#### [Objective]
Copy every row below word for word, leaving out the pictures.

--- START OF Data entries ---

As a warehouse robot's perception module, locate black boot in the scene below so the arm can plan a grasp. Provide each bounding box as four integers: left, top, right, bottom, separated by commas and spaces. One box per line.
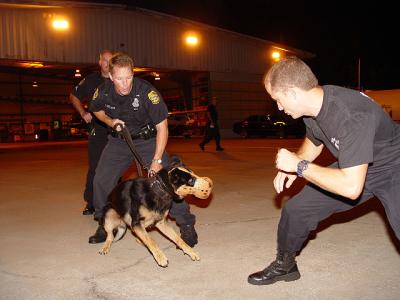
181, 225, 198, 248
82, 203, 94, 216
89, 225, 107, 244
247, 251, 300, 285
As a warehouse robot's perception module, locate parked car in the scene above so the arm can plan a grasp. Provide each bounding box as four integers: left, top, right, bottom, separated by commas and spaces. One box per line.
168, 114, 194, 138
232, 114, 305, 138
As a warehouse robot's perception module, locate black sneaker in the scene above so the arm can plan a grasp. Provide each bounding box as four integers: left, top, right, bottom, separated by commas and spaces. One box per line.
181, 225, 198, 248
247, 253, 300, 285
89, 225, 107, 244
82, 204, 94, 216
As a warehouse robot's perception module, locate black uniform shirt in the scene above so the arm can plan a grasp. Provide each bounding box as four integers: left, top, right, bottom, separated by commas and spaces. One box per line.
303, 85, 400, 173
207, 103, 218, 126
71, 73, 109, 134
90, 78, 168, 134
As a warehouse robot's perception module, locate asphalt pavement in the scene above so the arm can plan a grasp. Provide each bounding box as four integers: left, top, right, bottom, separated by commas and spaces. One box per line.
0, 139, 400, 300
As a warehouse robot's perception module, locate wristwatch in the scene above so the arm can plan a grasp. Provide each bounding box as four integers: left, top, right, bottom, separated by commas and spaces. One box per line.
296, 160, 310, 177
152, 159, 162, 165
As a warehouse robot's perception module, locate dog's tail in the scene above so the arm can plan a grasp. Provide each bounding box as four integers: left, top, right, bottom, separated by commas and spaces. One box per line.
113, 225, 126, 243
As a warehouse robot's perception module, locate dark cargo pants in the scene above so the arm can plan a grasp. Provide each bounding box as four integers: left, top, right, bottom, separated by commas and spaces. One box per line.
83, 130, 108, 207
278, 164, 400, 252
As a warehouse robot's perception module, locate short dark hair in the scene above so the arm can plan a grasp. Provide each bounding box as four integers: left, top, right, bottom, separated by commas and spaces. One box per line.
109, 52, 133, 73
99, 49, 114, 58
264, 56, 318, 91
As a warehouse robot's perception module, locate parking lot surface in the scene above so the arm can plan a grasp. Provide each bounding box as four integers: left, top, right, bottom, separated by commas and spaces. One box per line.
0, 138, 400, 300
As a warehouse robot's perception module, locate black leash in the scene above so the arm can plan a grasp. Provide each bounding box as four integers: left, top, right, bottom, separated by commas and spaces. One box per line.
113, 123, 175, 197
113, 123, 147, 177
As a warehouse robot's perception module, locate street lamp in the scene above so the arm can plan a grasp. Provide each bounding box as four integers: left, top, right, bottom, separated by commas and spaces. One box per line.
51, 17, 69, 31
184, 32, 200, 48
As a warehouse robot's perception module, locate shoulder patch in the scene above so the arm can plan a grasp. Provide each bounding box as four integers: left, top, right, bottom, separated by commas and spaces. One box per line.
147, 91, 160, 104
92, 88, 99, 100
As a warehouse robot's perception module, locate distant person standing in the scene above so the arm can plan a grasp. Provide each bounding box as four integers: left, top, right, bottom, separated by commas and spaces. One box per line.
199, 97, 224, 151
69, 50, 113, 215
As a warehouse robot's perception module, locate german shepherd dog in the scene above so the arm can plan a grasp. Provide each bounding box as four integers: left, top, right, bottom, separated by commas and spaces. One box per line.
99, 157, 212, 267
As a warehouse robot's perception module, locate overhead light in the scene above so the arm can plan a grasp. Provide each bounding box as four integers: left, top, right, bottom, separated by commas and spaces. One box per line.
51, 17, 69, 31
271, 51, 281, 61
153, 72, 161, 80
19, 61, 44, 68
184, 32, 200, 47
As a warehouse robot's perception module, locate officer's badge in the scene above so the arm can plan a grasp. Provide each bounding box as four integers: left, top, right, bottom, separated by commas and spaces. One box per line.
92, 88, 99, 100
147, 91, 160, 104
132, 97, 139, 111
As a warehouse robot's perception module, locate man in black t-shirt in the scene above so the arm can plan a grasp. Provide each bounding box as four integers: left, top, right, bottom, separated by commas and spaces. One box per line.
69, 50, 112, 215
248, 57, 400, 285
199, 97, 224, 151
89, 53, 197, 247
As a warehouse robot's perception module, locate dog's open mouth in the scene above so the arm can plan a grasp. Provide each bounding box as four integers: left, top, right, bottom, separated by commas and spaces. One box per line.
175, 173, 213, 199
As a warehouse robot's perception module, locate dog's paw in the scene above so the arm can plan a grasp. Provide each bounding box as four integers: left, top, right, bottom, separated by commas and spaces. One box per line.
188, 251, 200, 261
99, 247, 110, 255
154, 253, 168, 268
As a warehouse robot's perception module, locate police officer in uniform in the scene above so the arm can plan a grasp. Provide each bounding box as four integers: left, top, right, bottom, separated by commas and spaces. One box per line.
89, 53, 197, 247
69, 50, 112, 215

--- END OF Data entries ---

#### [The reply]
As a warehouse robot's perception module, locate black boot in the scene below so the arm can plan a grasp. Provide each bounding box as four integers: left, top, right, bottom, separated by commas and spaces. One box per line.
181, 225, 198, 248
82, 203, 94, 216
89, 225, 107, 244
247, 251, 300, 285
As a warehouse robot's perception module, locate parked car in the scene above so the arm can plan a grasp. Provide each bounding box as four integers: left, top, right, bottom, separated by commas and spaces. One box per line.
168, 114, 194, 138
232, 114, 305, 138
As a warehouse robot's perception module, locate black sneaker in the scene above so the arm can plan a grasp. Provide each bounding box as four integers: left, top, right, bottom, separated by commas and spaces. One box per line.
181, 225, 198, 248
247, 253, 300, 285
89, 225, 107, 244
82, 204, 94, 216
As a warehouse robot's perception module, locate black uniform shirt in the scene above so the arm can plan a grasp. Provide each bounding box as four integers: left, top, right, bottom, separated by commas and spaces. One box per line.
303, 85, 400, 173
207, 103, 218, 126
71, 73, 109, 134
90, 78, 168, 134
As a warehouse robot's perception module, locate asphalt pavement in the scene above so the arm can plan a grasp. Provide each bounding box as four integers: left, top, right, bottom, separated by commas and spaces. One box per line.
0, 139, 400, 300
As a warehouse robot's perception module, locate wristwatch in the scene above so the arm can plan a grasp. Provide each bounding box as four integers: left, top, right, bottom, separated by commas and spaces. One box per line.
296, 160, 310, 177
152, 159, 162, 165
As a warehouse robot's perception module, locate dog's tail in the scene above so the arm can plan a grasp. Provide each bounding box as four integers: left, top, right, bottom, separated by commas and spaces. One box per line.
113, 225, 126, 243
As a warehouse robot's perception module, locate dark cargo pants in the scene above so the arm can plan a grasp. Provide each bounding box as four integers: left, top, right, bottom, separated by commas and spaces. One box per line.
83, 130, 108, 207
278, 164, 400, 252
As a warehouse robot's perception module, locate short dark hair in the scene above so the arm can plan a grasp. Provide each bounding box as four integers: left, top, right, bottom, separated by commas and spaces. One box per line.
109, 52, 133, 73
99, 49, 114, 58
264, 56, 318, 91
As a warehouse robot's perception module, locate parking lot surface in the scene above so the arm can plan a grasp. Provide each bounding box as four integers: left, top, right, bottom, separated by commas and spaces. One box per line.
0, 138, 400, 300
As a warehouse robot's perception module, locate black leash in the scene above so the arm can plan a grasp. Provide each bounding box as four integers: left, top, right, bottom, separated by commas and spaces. One box per line.
113, 123, 175, 197
113, 123, 147, 177
As a warehouse robot's perception module, locate street lamp in the scene above so the arm can plan a grasp. Provide each bounding box as four integers: left, top, right, bottom, separated by commas and spaces. One box per line.
51, 17, 69, 31
184, 32, 200, 48
As a warehouse robot's perception module, locate shoulder patch in the scene above so the arm can plan a grasp. Provide each bounding box as four integers: left, top, right, bottom, separated by commas and spaces. One box per line.
147, 91, 160, 104
92, 88, 99, 100
As a warehouse robot's perception module, locate distant person standing in the scene above so the arm can plan a grasp. Provide each bounding box as four integers: left, top, right, bottom, separated by commas and spaces. One box per line.
199, 97, 224, 151
69, 50, 113, 215
As a warehouse robot's perception module, locate german shepherd dog in the scene above so the arm can plan a grasp. Provide each bounding box as four integers: left, top, right, bottom, separated by commas and spaces. One box per line.
99, 157, 212, 267
As a warehouse robot's perception module, locate overhead light in the scene above so the arm can plan a grasp. Provide each bounding box as four integers: left, top, right, bottom, separated by commas and spaces. One box per line.
51, 17, 69, 31
271, 51, 281, 61
153, 72, 161, 80
19, 61, 44, 68
184, 32, 200, 47
As a warehouse robot's perception module, locate officer's badge in the scene above so the arm can plan a grasp. Provide each bounding box as four integers: left, top, right, bottom, separated by commas and spaces. One box per line.
92, 88, 99, 100
147, 91, 160, 104
132, 97, 139, 111
As a warehouse robot's perception module, locate man in black t-shirt in the scene above so the arm can plan a grasp. Provide each bounding box as four integers: left, top, right, bottom, separated by commas and spaces. One box per line.
69, 50, 112, 215
248, 57, 400, 285
199, 97, 224, 151
89, 53, 197, 247
As a warehouse robot's perception module, locate dog's open mouth in the scene above so the arm can plan a grasp. Provide each bounding box as four integers: left, top, right, bottom, separated by commas and spaces. One box per line.
175, 173, 213, 199
As a warehouse robot's perception module, locate dog's paw in the scene above so the arm can plan a grasp. Provide each bounding box as four integers: left, top, right, bottom, separated by commas and spaces. One box per line.
188, 251, 200, 261
99, 247, 110, 255
154, 253, 168, 268
As a warehouse robot's perception module, locate police officer in uniform in the scene above so the arm can plan a grasp. Provide each bounding box as four integers: left, top, right, bottom, separated by commas and spaces. One box per line.
89, 53, 197, 247
69, 50, 112, 215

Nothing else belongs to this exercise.